==== ROWS ====

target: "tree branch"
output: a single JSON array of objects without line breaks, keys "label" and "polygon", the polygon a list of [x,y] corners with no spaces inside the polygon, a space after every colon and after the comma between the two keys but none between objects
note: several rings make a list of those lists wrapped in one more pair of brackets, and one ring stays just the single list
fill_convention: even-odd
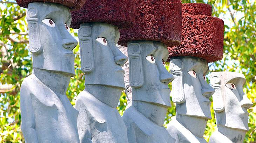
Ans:
[{"label": "tree branch", "polygon": [[18,35],[28,35],[28,34],[27,32],[21,32],[20,33],[17,33],[14,31],[11,31],[10,32],[10,33],[11,33],[11,34],[17,34]]},{"label": "tree branch", "polygon": [[11,38],[9,36],[7,36],[7,38],[13,43],[16,42],[18,43],[28,43],[28,40],[21,40],[19,41],[16,41]]},{"label": "tree branch", "polygon": [[236,21],[235,20],[234,14],[232,13],[232,12],[231,12],[231,10],[229,7],[228,7],[228,11],[229,12],[229,13],[230,13],[230,16],[231,16],[231,18],[232,19],[233,22],[234,22],[234,23],[235,23],[235,25],[236,25]]}]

====

● WORK INSTRUCTIONS
Format the lines above as a Markdown table with two columns, Row for the sequential number and Text for the line, and skip any blank lines. Leave the pictures out.

● ANSWER
| Row | Text |
|---|---|
| 1 | target: "tree branch" |
| 2 | output: a single JSON array of objects without line breaks, keys "label" and "polygon", the polygon a list of [x,y] corners with no spaces inside the polygon, a space after every colon and after the comma between the two keys but none between objects |
| 3 | note: several rings make a list of those lists wrapped in one more pair of brackets, and one ring stays just the single list |
| 4 | fill_convention: even-odd |
| 5 | Ans: |
| 6 | [{"label": "tree branch", "polygon": [[18,35],[28,35],[28,34],[27,32],[21,32],[20,33],[17,33],[14,31],[11,31],[10,32],[10,33],[11,33],[11,34],[17,34]]},{"label": "tree branch", "polygon": [[11,38],[9,36],[7,36],[7,38],[13,43],[16,42],[18,43],[28,43],[28,40],[21,40],[19,41],[16,41]]},{"label": "tree branch", "polygon": [[236,21],[235,20],[234,14],[232,13],[232,12],[231,12],[231,10],[229,7],[228,7],[228,11],[229,12],[229,13],[230,13],[230,16],[231,16],[231,18],[232,19],[233,22],[234,22],[234,23],[235,23],[235,25],[236,25]]}] |